■ Requirement: Give back, unchanged, each line from the one containing "The locator SHOULD return, for each instance of the window frame" through the last line of the entries below.

■ Entries provided:
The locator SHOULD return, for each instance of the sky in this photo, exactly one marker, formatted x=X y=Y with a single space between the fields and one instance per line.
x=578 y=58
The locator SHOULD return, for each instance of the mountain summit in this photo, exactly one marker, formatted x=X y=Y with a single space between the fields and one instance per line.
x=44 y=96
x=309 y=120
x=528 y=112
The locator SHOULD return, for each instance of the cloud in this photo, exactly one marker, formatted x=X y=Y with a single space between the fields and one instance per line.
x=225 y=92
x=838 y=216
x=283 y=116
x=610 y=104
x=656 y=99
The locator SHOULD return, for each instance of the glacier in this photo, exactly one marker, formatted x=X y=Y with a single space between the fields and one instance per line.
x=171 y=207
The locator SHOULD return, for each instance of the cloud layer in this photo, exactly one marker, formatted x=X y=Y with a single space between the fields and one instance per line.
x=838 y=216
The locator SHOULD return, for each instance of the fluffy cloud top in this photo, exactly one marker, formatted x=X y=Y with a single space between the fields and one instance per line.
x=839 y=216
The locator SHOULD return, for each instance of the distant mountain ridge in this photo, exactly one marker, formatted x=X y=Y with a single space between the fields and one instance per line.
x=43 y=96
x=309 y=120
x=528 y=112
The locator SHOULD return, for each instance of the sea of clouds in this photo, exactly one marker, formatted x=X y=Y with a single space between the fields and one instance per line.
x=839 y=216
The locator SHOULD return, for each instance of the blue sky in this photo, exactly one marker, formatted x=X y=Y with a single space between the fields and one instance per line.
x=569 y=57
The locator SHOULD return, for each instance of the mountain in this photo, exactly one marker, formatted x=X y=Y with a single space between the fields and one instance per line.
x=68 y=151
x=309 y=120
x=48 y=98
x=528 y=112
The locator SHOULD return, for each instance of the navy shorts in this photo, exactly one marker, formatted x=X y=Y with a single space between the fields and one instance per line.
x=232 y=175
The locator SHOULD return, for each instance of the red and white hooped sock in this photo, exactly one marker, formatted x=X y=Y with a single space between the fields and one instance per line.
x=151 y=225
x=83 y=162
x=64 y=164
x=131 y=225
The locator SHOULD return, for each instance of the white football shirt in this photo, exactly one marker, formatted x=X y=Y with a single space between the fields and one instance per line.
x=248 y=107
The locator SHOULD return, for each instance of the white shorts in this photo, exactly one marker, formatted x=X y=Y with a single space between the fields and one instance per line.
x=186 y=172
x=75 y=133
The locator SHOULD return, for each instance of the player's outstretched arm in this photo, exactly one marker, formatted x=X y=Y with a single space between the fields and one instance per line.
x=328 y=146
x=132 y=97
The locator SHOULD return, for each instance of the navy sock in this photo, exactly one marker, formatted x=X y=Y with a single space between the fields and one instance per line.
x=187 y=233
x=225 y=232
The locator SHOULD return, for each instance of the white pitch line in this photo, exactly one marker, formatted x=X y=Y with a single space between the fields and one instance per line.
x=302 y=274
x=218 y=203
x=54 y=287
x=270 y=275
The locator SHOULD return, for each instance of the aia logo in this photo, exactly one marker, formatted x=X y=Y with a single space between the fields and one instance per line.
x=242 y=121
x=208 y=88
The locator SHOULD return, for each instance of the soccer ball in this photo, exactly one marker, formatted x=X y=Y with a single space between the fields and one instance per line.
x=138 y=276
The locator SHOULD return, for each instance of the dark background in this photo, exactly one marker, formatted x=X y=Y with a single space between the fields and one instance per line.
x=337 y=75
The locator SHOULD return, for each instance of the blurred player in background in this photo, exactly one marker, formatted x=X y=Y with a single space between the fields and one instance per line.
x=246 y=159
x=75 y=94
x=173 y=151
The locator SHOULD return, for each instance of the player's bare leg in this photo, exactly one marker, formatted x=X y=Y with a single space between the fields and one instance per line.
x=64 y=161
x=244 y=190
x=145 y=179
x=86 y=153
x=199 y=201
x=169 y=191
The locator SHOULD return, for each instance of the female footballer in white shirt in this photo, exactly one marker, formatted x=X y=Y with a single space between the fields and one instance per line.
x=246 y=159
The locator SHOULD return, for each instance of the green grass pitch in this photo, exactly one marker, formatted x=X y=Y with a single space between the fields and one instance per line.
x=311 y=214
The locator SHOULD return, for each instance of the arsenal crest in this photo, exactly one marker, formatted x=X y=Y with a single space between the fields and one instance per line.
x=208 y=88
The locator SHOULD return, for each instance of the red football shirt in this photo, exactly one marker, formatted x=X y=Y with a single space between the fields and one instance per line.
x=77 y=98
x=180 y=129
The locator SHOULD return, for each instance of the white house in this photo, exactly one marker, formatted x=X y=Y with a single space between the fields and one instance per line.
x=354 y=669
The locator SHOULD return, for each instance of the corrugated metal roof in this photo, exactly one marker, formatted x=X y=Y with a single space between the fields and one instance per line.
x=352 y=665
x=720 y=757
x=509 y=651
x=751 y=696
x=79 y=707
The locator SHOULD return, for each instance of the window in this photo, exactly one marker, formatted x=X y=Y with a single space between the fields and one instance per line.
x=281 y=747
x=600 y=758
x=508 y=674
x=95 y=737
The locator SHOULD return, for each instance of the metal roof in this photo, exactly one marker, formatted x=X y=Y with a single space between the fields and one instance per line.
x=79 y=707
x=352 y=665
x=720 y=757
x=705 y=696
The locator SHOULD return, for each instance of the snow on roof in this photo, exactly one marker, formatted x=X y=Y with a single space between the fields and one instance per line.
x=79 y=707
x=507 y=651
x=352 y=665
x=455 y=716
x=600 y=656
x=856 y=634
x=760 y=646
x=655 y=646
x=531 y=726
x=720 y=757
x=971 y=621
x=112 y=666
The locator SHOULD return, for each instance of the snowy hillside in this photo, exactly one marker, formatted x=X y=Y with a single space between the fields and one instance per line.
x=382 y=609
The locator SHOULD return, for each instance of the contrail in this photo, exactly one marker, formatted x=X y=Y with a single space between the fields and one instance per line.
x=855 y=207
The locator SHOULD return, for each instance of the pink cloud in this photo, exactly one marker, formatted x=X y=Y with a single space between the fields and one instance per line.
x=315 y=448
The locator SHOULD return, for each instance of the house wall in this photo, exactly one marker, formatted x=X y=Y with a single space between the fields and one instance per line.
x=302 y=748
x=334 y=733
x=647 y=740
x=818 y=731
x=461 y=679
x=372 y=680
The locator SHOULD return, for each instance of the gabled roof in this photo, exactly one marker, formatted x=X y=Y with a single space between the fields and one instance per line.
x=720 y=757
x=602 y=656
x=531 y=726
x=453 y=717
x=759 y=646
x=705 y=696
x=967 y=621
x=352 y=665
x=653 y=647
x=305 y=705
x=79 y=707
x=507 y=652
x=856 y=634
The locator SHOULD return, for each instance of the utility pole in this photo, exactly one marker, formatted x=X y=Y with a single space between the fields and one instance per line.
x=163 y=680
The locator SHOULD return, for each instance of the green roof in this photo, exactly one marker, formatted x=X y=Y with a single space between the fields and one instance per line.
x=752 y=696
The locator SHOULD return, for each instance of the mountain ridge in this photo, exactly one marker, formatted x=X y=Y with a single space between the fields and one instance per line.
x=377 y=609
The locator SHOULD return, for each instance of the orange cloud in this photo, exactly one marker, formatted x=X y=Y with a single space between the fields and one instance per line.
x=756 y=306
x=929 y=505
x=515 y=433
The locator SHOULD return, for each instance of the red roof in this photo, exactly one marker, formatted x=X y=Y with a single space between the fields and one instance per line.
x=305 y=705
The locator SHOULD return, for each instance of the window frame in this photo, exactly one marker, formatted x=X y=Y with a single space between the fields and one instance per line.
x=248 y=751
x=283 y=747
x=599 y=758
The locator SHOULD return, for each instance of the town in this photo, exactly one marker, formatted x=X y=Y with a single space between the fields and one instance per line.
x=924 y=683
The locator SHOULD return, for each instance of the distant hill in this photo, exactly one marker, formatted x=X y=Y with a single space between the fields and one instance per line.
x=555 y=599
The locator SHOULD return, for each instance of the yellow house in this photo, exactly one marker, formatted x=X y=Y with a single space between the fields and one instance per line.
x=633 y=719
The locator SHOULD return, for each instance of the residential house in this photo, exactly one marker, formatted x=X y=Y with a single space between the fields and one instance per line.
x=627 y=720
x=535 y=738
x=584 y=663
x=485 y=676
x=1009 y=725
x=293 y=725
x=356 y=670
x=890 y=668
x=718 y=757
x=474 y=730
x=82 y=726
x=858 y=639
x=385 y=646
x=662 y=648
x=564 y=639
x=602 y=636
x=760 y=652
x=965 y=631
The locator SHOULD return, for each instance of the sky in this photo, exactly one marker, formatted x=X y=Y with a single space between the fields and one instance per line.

■ Reply:
The locator SHOULD return, for each instance of the window frame in this photo, exactly one marker, formatted x=X y=Y with a single space between the fields and one instance per line.
x=248 y=751
x=283 y=747
x=599 y=758
The locator SHOULD return, for each instance of the town in this photo, exactly one marker, formatted x=X y=Y with a single space between the fields and one instance per line.
x=924 y=683
The locator SHOULD return, for each instance of the distant hill in this photo, exactly one marker, formatted x=X y=Y with a single space between the fields and one instance per line.
x=555 y=599
The locator SHOULD return, for each instance of the yellow house in this photo, exactly one marker, formatted x=X y=Y with a single space between the fields and one instance per line.
x=633 y=719
The locator SHOULD return, for each instance of the residential house in this photo, exactly one marker, formatted x=X y=Y with a single space between the fields and one instance per line.
x=627 y=720
x=535 y=738
x=584 y=663
x=485 y=676
x=1009 y=725
x=293 y=725
x=356 y=670
x=890 y=668
x=718 y=757
x=474 y=730
x=82 y=726
x=858 y=639
x=385 y=646
x=662 y=648
x=564 y=639
x=602 y=636
x=760 y=652
x=965 y=631
The locator SHOULD return, for each instance of the sky in this photo, exactly one marker, formatted x=X y=Y with a single space between the fields and one instance per line.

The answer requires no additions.